Excerpt

--

Senators Maintain Biden Administration, FDA should have Anticipated Crisis, Citing Declining Supplies Starting in mid-2021

WASHINGTON, D.C. – U.S. Senator Cindy Hyde-Smith (R-Miss.) and 21 colleagues today demanded the Food and Drug Administration (FDA) explain why the Biden administration didn’t act sooner to ensure the availability of infant formula, supplies of which began to decline in mid-2021.

In a letter to FDA Administrator Robert Califf, M.D., the 22 Senators requested specific information regarding the agency’s inadequate investigation into Abbott Nutrition’s Michigan manufacturing facility and failure to mitigate the nationwide baby formula shortage.

“Families, who are trying desperately to find safe infant formula for their children, have every right to be upset with this situation,” said Hyde-Smith, who serves on the Senate Agriculture, Rural Development, FDA and Related Agencies Appropriations Subcommittee.

“The Biden administration should have seen the baby formula shortage coming as soon as Abbott was shut down.  Instead, it looks like they chose to do nothing about it.  Now we’re faced with a crisis complicated by supply chain challenges, product recalls, and record inflation,” she said.

--

Data to examine
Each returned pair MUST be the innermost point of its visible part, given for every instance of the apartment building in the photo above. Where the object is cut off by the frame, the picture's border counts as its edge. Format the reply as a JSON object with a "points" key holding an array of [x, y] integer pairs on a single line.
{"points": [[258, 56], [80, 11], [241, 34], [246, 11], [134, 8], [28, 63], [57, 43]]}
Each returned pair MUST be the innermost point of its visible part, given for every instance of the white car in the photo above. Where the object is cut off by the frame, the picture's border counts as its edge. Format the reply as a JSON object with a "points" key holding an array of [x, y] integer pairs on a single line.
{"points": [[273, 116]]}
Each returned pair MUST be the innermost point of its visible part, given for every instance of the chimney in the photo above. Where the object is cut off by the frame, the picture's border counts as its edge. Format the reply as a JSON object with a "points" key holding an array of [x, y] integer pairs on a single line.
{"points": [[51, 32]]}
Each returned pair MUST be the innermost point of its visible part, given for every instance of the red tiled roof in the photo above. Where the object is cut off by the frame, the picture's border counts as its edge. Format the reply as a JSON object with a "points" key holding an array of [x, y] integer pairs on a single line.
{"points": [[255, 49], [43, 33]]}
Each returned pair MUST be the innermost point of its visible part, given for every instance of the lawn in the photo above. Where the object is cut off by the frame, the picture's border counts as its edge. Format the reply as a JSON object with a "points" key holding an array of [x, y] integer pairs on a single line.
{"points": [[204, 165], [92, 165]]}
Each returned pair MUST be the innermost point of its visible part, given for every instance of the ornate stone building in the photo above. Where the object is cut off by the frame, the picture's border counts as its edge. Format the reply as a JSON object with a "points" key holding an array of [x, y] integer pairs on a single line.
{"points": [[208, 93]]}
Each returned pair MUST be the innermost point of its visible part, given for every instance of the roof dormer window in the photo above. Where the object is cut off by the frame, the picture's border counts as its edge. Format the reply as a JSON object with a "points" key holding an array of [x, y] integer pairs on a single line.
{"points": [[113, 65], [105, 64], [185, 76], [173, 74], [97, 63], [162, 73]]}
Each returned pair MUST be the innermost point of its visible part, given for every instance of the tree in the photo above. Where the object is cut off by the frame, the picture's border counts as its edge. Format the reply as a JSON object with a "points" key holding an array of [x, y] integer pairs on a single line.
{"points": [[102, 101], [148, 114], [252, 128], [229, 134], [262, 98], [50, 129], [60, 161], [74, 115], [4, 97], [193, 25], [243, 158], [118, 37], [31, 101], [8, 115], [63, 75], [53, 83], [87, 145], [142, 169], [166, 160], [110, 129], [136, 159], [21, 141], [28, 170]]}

--

Problems and tasks
**a.** In the infant formula press release, how many senators signed the letter to FDA Administrator Robert Califf?
**b.** According to the infant formula press release, why should the Biden administration have seen the shortage coming?
**c.** Pick up the infant formula press release after its final sentence and keep it going.
The records play no part here.

Outputs in order
**a.** Twenty-two senators signed it.

**b.** Supplies of infant formula began to decline in mid-2021. Hyde-Smith also says the shortage should have been foreseen as soon as Abbott was shut down.

**c.**
In their letter, the Senators say the current crisis raised questions about the ability of the FDA Center for Food Safety and Applied Nutrition to ensure the safety of and access to infant formula.  The Senators also seek a detailed explanation of the agency’s prolonged Abbott investigation, and why infant formula imports from FDA-permitted facilities in the Netherlands, Spain, and France weren’t considered sooner.

“It’s concerning that FDA and key officials in the Administration did not anticipate this crisis or take action within days following Abbott Nutrition’s voluntary recall considering the company holds 48.1 percent of the U.S. market in infant formula,” the Senators wrote. 

“The shortage, felt by all families in need, is disproportionately impacting vulnerable populations. As you know, Medicaid is a major source of coverage for low-income vulnerable populations including pregnant women, infants, and children,” the letter continues.  “The FDA must do everything within its statutory authority to ensure it facilitates access to safe, quality foods.”

Medicaid covered 42 percent of births in the United States in 2020.  In addition, 49 percent of infants born in the United States participate in the Special Supplemental Nutrition Program for Women, Infants, and Children (WIC).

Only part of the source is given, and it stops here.